**INSTRUCTIONS TO FOLLOW:** Reproduce each of the following lines verbatim, in the order given.

++++

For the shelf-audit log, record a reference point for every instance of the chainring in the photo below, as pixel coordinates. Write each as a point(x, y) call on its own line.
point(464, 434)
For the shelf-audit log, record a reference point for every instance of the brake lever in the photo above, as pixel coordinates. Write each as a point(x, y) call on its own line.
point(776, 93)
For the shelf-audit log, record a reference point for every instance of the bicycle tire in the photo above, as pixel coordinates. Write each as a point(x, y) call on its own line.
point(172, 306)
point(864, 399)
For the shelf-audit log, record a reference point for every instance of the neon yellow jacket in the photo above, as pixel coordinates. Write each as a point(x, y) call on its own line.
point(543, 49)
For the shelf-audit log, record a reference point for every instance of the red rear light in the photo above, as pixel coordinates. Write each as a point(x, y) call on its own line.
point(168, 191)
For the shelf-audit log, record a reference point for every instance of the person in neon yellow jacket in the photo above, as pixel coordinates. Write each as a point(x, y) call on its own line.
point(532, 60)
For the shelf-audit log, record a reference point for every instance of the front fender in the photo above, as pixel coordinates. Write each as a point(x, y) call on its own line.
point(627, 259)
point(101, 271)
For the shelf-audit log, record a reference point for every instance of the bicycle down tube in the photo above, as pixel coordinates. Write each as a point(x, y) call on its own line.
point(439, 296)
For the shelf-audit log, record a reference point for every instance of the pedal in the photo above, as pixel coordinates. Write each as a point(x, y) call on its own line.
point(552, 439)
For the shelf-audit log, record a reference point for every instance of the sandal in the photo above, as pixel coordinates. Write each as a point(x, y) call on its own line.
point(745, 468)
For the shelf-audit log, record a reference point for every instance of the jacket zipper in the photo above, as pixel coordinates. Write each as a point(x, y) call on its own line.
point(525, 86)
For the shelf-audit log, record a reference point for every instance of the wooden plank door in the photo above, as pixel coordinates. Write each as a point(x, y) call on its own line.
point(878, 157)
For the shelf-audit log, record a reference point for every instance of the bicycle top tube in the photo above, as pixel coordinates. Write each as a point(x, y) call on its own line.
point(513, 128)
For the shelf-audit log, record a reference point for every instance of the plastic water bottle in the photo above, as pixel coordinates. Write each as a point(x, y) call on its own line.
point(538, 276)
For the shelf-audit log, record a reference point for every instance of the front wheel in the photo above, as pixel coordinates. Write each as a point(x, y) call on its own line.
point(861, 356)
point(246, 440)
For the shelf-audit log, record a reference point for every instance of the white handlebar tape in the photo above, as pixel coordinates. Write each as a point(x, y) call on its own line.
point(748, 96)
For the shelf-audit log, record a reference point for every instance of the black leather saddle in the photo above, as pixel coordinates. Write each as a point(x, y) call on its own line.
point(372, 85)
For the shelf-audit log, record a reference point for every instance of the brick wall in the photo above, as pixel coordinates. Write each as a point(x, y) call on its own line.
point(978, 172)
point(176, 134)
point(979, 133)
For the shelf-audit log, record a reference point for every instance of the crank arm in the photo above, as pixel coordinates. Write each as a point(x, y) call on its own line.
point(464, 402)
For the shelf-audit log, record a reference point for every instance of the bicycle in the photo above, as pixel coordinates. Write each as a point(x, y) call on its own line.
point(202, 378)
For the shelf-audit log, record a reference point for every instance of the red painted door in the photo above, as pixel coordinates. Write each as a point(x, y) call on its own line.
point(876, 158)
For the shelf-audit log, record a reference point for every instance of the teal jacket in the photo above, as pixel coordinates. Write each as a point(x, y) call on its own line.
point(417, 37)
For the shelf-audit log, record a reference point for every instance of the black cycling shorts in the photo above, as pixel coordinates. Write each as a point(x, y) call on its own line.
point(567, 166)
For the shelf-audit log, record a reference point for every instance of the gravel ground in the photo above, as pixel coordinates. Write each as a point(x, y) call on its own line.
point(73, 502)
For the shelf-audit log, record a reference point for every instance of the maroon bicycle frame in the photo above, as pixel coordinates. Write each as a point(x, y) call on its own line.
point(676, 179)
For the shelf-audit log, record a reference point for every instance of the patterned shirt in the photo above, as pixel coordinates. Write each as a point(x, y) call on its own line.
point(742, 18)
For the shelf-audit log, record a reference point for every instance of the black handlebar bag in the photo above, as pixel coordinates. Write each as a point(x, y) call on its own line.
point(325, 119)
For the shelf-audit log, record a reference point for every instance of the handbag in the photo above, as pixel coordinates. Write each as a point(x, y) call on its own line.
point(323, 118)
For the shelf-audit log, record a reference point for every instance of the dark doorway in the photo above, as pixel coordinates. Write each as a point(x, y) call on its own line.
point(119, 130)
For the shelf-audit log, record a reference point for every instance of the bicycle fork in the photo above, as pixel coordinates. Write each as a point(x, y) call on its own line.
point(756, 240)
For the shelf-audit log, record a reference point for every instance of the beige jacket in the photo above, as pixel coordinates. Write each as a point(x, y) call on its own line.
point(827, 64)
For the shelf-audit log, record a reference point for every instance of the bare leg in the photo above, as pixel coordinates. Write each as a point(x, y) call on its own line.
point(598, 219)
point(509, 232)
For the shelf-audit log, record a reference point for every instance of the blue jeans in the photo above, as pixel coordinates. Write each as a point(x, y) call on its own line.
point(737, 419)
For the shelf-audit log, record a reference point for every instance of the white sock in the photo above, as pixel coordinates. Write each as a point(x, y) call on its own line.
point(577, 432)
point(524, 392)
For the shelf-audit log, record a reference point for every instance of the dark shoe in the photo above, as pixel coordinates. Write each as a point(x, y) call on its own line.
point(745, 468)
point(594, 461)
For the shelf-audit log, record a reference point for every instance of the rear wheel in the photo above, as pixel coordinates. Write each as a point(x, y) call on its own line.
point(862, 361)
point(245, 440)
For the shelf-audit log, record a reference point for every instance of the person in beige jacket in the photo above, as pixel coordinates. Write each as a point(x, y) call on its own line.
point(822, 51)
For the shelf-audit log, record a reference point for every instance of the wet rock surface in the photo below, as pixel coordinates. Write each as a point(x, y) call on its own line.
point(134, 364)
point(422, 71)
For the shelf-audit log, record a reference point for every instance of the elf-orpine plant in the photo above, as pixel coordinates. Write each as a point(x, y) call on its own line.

++++

**THE RESULT:**
For the shelf-audit log, record a reference point for every instance of the chainring in the photo below, as pixel coordinates. Write each as a point(x, y) call on its own line.
point(464, 434)
For the shelf-audit log, record a reference point for every instance of the brake lever in the photo above, as pixel coordinates. Write each as a point(x, y) call on its own line.
point(776, 93)
For the shelf-audit log, record a reference point for every instance of the bicycle tire in the photo above, as pixel coordinates. Write each as a point(x, y) call on its own line.
point(172, 306)
point(864, 399)
For the shelf-audit log, record a reference point for every instance of the neon yellow jacket in the photo above, as pixel coordinates. Write each as a point(x, y) call on its own line.
point(543, 49)
For the shelf-audit log, record a reference point for every instance of the red rear light in the photo above, as pixel coordinates. Write each as a point(x, y) call on its own line.
point(168, 191)
For the shelf-audit log, record a reference point for every instance of the person in neon yellow jacket in the photo above, as pixel coordinates. Write each as a point(x, y) call on its own line.
point(532, 60)
For the shelf-audit log, record a reference point for every instance of the front fender in the photo above, as pixel coordinates. Write each as a point(x, y) call on its own line.
point(627, 259)
point(101, 271)
For the shelf-audit log, record a reference point for every instance of the bicycle down tube in the photo above, as pixel coordinates. Write each as a point(x, y) call on its own line.
point(439, 296)
For the shelf-audit log, record a reference point for every instance of the pedal in the photo above, as pixel coordinates. Write each as a point(x, y) call on its own line.
point(552, 439)
For the shelf-audit log, record a reference point for every instance of the sandal in the photo above, as pixel coordinates. Write each as a point(x, y) call on its own line.
point(745, 468)
For the shelf-audit log, record a reference point for every instance of the jacket zipper in the photo above, as pixel coordinates. Write each as a point(x, y) call on its own line.
point(525, 86)
For the shelf-audit log, record a reference point for every instance of the wooden plank door in the photo above, as pixel coordinates. Write each as a point(x, y) call on its own line.
point(878, 157)
For the shelf-audit log, record a reference point for every instance of the bicycle top tube in the photo above, as pixel coordinates. Write each as a point(x, y) call on its own line.
point(513, 128)
For the shelf-audit log, record a reference point for every instance of the plastic water bottle in the photo above, as pixel coordinates. Write each as a point(x, y) call on its own line.
point(538, 276)
For the shelf-audit log, record a reference point for every instance of the front wheel in the photo above, as pixel coordinates. Write each as a point(x, y) call on its own line.
point(861, 356)
point(246, 440)
For the shelf-audit log, record a reference point for every instance of the white handlebar tape in the photo above, as pixel coordinates. Write each as a point(x, y) call on its own line.
point(748, 96)
For the shelf-audit log, record a reference point for every instance of the black leather saddle in the photo above, as pixel coordinates. Write each as a point(x, y) call on its own line.
point(372, 85)
For the shelf-audit log, record a reference point for every instance of the brick wall in the photo above, as pixel coordinates. Write each as a point(x, y) call on its own line.
point(978, 172)
point(176, 134)
point(979, 133)
For the shelf-audit log, record a reference point for every instance of the crank arm in the photo above, as pixel coordinates. Write each as a point(x, y) call on its own line.
point(464, 402)
For the shelf-audit log, record a reference point for every instance of the bicycle in the photo above, as pixel coordinates. Write each as a point(x, y) call on its own line.
point(202, 378)
For the shelf-audit log, record a reference point for every instance of the red painted door in the photo above, as pixel coordinates. Write each as a point(x, y) call on its own line.
point(876, 158)
For the shelf-audit log, record a reference point for every instance of the teal jacket in the photo above, as pixel coordinates. Write each as a point(x, y) call on its own line.
point(417, 37)
For the shelf-audit log, record a reference point for every instance of the black cycling shorts in the photo above, as pixel coordinates. Write each as a point(x, y) call on its own line.
point(567, 166)
For the shelf-audit log, record a reference point for every instance of the gravel ground in the photo above, as pixel coordinates. Write each as a point(x, y) call on its own line.
point(73, 502)
For the shelf-audit log, record a reference point for every instance of the maroon bicycle frame in the photo above, as pixel coordinates. Write each as a point(x, y) call on its own line.
point(676, 179)
For the shelf-audit log, record a reference point for every instance of the patterned shirt in the photo above, as pixel coordinates. Write each as a point(x, y) call on its own line.
point(742, 18)
For the shelf-audit log, record a reference point for every instance of the black handlebar bag in the photo above, as pixel coordinates. Write each as a point(x, y) call on its own line.
point(325, 119)
For the shelf-audit log, record a reference point for every instance of the handbag in the photo above, as pixel coordinates. Write each as a point(x, y) call on its own line.
point(323, 118)
For the shelf-audit log, record a reference point for every instance of the dark doorway in the photo above, as pixel coordinates. Write each as a point(x, y) call on its own line.
point(119, 130)
For the shelf-audit log, record a reference point for every instance of the bicycle fork in the photo above, as pixel coordinates. Write each as a point(x, y) call on its own line.
point(756, 240)
For the shelf-audit log, record a reference point for every instance of the beige jacket in the photo above, as pixel coordinates. Write each as a point(x, y) call on its own line.
point(827, 64)
For the shelf-audit log, record a reference point for every instance of the bare leg in the photo above, as pixel coordinates. Write each as a point(x, y) call on its own line.
point(598, 219)
point(509, 232)
For the shelf-audit log, record a reference point for every instance of the blue jeans in the photo above, as pixel coordinates. Write each as a point(x, y) call on its own line.
point(737, 419)
For the shelf-audit log, record a reference point for every instance of the white sock in the photo above, as pixel coordinates. Write each as a point(x, y) call on its own line.
point(577, 432)
point(524, 392)
For the shelf-audit log, record a reference point for every instance of the dark shoe in the photo above, as pixel coordinates. Write each as a point(x, y) call on its own line.
point(745, 468)
point(594, 461)
For the shelf-audit log, record a reference point for every instance of the rear wheel in the photo above, as pixel coordinates. Write each as a point(x, y) call on its own line.
point(862, 361)
point(245, 440)
For the shelf-audit log, record a reference point for every instance of the person in beige jacket in the photo above, as pixel coordinates. Write each as a point(x, y) call on its own line.
point(822, 51)
For the shelf-audit log, record a reference point for every instance of the wet rock surface in the photo below, as pixel coordinates. Write each as a point(x, y) call on its own line.
point(134, 364)
point(422, 71)
For the shelf-audit log, record a reference point for every instance of the elf-orpine plant in the photo above, as pixel coordinates. Write each as a point(x, y) call on its own line.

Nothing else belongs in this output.